PROVIDED TEXT:
┄┄┄┄┄┄

Running behind, as in being late for a film, which you frequently are. Your last screening started late (to be fair, TIFF's press screenings nearly always start on time but some of the big galas take forever to get under way), putting you behind schedule; or you just missed the subway to get from one end of Yonge Street to the other; or you paused to actually eat something other than popcorn or high-priced coffee drinks. Or you took a much needed bathroom break. And you arrive to find that the line for your film snakes around multiple stanchions and it's touch-and-go as to whether you get in.

Or, more commonly, running behind, as in: It is physically impossible to see all the films you want to see in the amount of time you have at the festival. Whether it's three days (my abbreviated stay this year) or the entire 10 days that the festival runs: You always have the feeling that, somewhere, there's a movie showing that you want to see and you're not there.

Which, of course, is true. And always will be. Get over it.

┄┄┄┄┄┄

SUPPLIED DATA:
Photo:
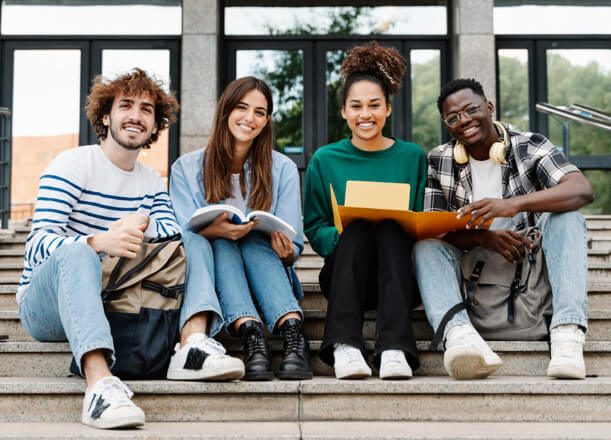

┄┄┄┄┄┄

SHORT PROBLEM: Print the stretch of the film festival passage from "Or, more commonly, running" through "Get over it.".

RESULT OF THE TASK:
Or, more commonly, running behind, as in: It is physically impossible to see all the films you want to see in the amount of time you have at the festival. Whether it's three days (my abbreviated stay this year) or the entire 10 days that the festival runs: You always have the feeling that, somewhere, there's a movie showing that you want to see and you're not there.

Which, of course, is true. And always will be. Get over it.